**Challenge 1**:
Using the VP-43 squadron history, answer:
(a) On what date was the squadron redesignated Patrol Squadron 43 (VP-43)?
(b) How many PBM-3D Mariner seaplanes was the squadron to receive?
(c) From which air station did the seven evacuated aircraft return in August 1944?
**Challenge 2**: Pick up the VP-43 squadron history at its final sentence and carry it forward.

**Document**:
---

- Active: 1 July 1944 – 31 March 1949
- Country: United States of America
- Branch: United States Navy
- Type: Squadron
- Role: Maritime patrol
- Engagements: World War II

Aircraft flown
- Patrol: PBM-3D

= VP-43 =

U.S. Navy patrol squadron (1944–1949)

VP-43 was a patrol squadron of the U.S. Navy. The squadron was established as Patrol Squadron 28 (VP-28) on 1 July 1944, redesignated Patrol Bombing Squadron 28 (VPB-28) on 1 October 1944, redesignated Patrol Squadron 28 (VP-28) on 25 June 1946, redesignated Medium Patrol Squadron (Seaplane) 3 (VP-MS-3) on 15 November 1946, redesignated Patrol Squadron 43 (VP-43) on 1 September 1948 and disestablished on 31 March 1949. It was the third squadron to be designated VP-43, the first VP-43 was redesignated VP-81 on 1 July 1941 and the second VP-43 was redesignated VPB-43 on 1 October 1944.

==Operational history==
- 1 July 1944 – October 1944: VP-28 was established at NAAS Harvey Point, North Carolina, under the operational control of FAW-5. The squadron was allocated 51 officer and 166 enlisted billets, but was not brought up to a full manning level until the end of the month. The squadron received the first of 15 PBM-3D Mariner seaplanes on 9 July. Within the week, all of the aircraft were evacuated to NAS Banana River, Florida, to avoid damage from a large storm front entering the area. Training had scarcely recommenced when it became necessary to evacuate half of the aircraft again on 1 August 1944 due to a second hurricane. The seven aircraft returned from NAS New York three days later, and the squadron attempted to restart the disrupted training syllabus. Ground school training was given to all hands, with aircrews receiving antisubmarine warfare, torpedo, mine laying and gunnery training.

---

**Supplied material**:

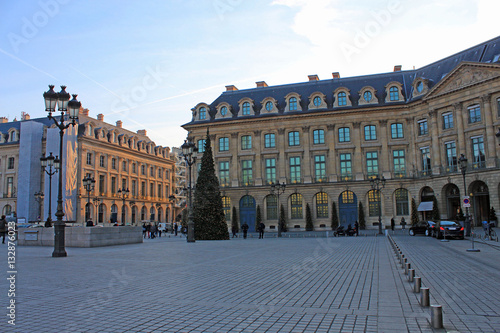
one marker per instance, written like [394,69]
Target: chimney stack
[313,77]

---

**Written answer 1**:
(a) 1 September 1948
(b) 15
(c) NAS New York

**Written answer 2**:
- 17 August 1944, one crew was forced to ditch in rough open seas, damaging the aircraft beyond economical repair. A hurricane disrupted the training schedule again on 19 October 1944, but did not prevent the squadron from meeting its 29 October 1944 deadline for completion of training.
- 30 October – 7 November 1944: The first flight of five aircraft departed NAAS Harvey Point, via Eagle Pass Army Airfield, Texas, for NAS San Diego, California. Two other flights followed at one-day intervals with all aircraft arriving safely at San Diego by 7 November 1944. Preparation for the trans-Pacific flight to Hawaii, commenced immediately.
- 15 November – 3 December 1944: Three officers and 105 enlisted personnel of the ground support staff departed NAS San Diego by ship for Naval Base Pearl Harbor. On 18 November, the first section of three aircraft departed San Diego for NAS Kaneohe Bay, Hawaii. Two 700 mi daytime patrols were begun on 25 November, in conjunction with full-time combat training. The last aircraft arrived on 3 December, and the squadron became under the operational control of FAW-2.
- 12 December 1944: VPB-28 experienced its first fatalities when one of the aircraft on patrol went down in heavy seas. The remaining squadron aircraft searched for the missing seaplane for six days, not knowing that SS Cape Lopez had picked up three survivors on 16 December.
- 31 December 1944: A second patrol aircraft crashed at sea with the loss of all hands.
- 20 January 1945: The squadron received its orders to report to FAW-17 at Leyte, Philippines, then on to Lingayen Gulf, where it would be based aboard . The last VPB-28 aircraft arrived on 31 January 1945, with night barrier patrols commencing immediately.
- 8 February – 13 March 1945: VPB-28 was relocated to and began flying day patrols from Mindoro toward Indochina and Hainan. On 13 February, the squadron moved back aboard USS Tangier, on 27 February 1945, it was relocated to , on 1 March 1945, four crews were put aboard and on 13 March 1945, the entire squadron moved back to Tangier.
- 27 June 1945: VPB-28 was split into two detachments, with one remaining at Lingayen Gulf aboard USS Barataria consisting of six planes and eight crews, and the other at the Jinamoc Seaplane Base, Jinamoc Island, San Pedro Bay, Philippines. The Jinamoc detachment, with five aircraft and nine crews, began flying two ASW patrols daily east of Samar, Leyte, and Mindanao.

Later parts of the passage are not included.